* Assigned task *
Please print all of the records shown below, exactly as given.

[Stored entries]

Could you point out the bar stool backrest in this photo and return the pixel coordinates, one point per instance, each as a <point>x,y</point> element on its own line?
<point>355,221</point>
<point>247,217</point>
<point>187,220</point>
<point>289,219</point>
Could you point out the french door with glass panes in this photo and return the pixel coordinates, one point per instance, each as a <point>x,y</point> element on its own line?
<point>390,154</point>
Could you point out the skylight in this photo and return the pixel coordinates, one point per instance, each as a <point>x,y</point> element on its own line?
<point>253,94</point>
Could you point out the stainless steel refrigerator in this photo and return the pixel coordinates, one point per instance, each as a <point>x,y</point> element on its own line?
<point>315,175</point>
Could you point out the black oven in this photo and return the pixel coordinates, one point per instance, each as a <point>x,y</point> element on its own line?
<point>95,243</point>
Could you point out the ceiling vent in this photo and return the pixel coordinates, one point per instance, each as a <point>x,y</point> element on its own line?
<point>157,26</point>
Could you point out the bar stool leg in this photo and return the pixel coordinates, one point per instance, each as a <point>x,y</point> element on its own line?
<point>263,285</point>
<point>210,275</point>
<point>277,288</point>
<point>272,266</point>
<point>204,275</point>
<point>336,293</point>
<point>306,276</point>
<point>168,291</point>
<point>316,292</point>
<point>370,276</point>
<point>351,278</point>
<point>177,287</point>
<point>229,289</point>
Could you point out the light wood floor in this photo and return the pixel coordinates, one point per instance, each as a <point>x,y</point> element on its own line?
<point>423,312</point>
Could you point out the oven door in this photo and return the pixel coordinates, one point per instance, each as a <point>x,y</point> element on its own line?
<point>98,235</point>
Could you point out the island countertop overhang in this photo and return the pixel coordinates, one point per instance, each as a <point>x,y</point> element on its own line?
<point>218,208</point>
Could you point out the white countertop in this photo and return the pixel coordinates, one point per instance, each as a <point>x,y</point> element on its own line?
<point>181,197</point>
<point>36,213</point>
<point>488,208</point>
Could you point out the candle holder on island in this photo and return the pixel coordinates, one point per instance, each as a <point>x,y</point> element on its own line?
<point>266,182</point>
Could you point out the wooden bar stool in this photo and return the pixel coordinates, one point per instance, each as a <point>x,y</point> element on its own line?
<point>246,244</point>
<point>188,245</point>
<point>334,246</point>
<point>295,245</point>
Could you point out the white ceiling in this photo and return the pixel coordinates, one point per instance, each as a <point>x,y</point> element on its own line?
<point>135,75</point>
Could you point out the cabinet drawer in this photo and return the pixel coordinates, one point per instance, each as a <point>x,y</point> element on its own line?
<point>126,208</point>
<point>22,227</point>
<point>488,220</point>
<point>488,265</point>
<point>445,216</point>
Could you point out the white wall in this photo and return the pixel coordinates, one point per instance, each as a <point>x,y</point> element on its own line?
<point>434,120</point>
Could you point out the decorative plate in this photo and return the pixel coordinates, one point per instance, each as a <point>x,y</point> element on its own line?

* Answer to this exercise *
Could you point out the bar stool backrest in this photo and return the pixel coordinates, one point per instance, each as a <point>x,y</point> element on its own line?
<point>355,221</point>
<point>247,217</point>
<point>187,220</point>
<point>289,219</point>
Could you point out the french door with glass panes in this photo and return the pixel coordinates, one point per instance, each as a <point>x,y</point> element on its own line?
<point>390,154</point>
Could you point out the skylight in this photo and return the pixel coordinates, one point per instance, each as a <point>x,y</point> element on its own line?
<point>253,94</point>
Could you point out the stainless steel refrigerator in this photo and return the pixel coordinates, one point per instance, each as a <point>x,y</point> element on its own line?
<point>315,175</point>
Could you point out the black oven in this photo and return the pixel coordinates, one point per instance, each as a <point>x,y</point> element on its own line?
<point>95,243</point>
Could you point out the ceiling vent in this photo and return the pixel coordinates, one point per instance, each as a <point>x,y</point> element on its own line?
<point>157,26</point>
Could you point out the bar stool leg in this photo and return the pixel coordinates, one point per instance, each as a <point>x,y</point> element on its own line?
<point>263,285</point>
<point>210,275</point>
<point>277,288</point>
<point>272,266</point>
<point>204,275</point>
<point>336,293</point>
<point>306,276</point>
<point>168,291</point>
<point>316,292</point>
<point>370,276</point>
<point>351,278</point>
<point>177,287</point>
<point>229,289</point>
Could you point out the light wood floor in this photo and return the pixel coordinates, one point per instance, each as a <point>x,y</point> element on its own line?
<point>423,312</point>
Could you point out the oven door in this photo and return the pixel coordinates, one point per instance, each as a <point>x,y</point> element on its own line?
<point>98,235</point>
Could you point out the island countertop overhang in this photo and return the pixel coordinates, one point per instance, each as a <point>x,y</point> element on its own line?
<point>218,208</point>
Could you point out the white countertop in this photo and return the pixel coordinates, one point per instance, each as a <point>x,y</point> element on its own line?
<point>181,197</point>
<point>36,213</point>
<point>488,208</point>
Could you point out the candle holder on island in this photo and return the pixel coordinates, one point per instance, each as a <point>x,y</point> element on its own line?
<point>266,182</point>
Could you point out the wooden bar stool in this photo and return the pixel coordinates, one point per instance, each as a <point>x,y</point> element on its own line?
<point>246,244</point>
<point>188,245</point>
<point>334,246</point>
<point>295,245</point>
Could you point out the white ceiling in this photo and return the pixel coordinates, one point per instance, each as a <point>x,y</point> element on its own line?
<point>135,75</point>
Could you point out the cabinet drawer in this photo and return the pixel coordinates, one point per instance, each as a <point>x,y</point> element on its own line?
<point>126,208</point>
<point>22,227</point>
<point>488,220</point>
<point>488,265</point>
<point>445,216</point>
Could you point out the white wall in this photo and return the pixel coordinates, one point per instance, each as a <point>x,y</point> element on its own line?
<point>434,120</point>
Could you point out the decorative plate in this photo and return the pixel coordinates, one point per instance, each as a <point>x,y</point> element on its own line?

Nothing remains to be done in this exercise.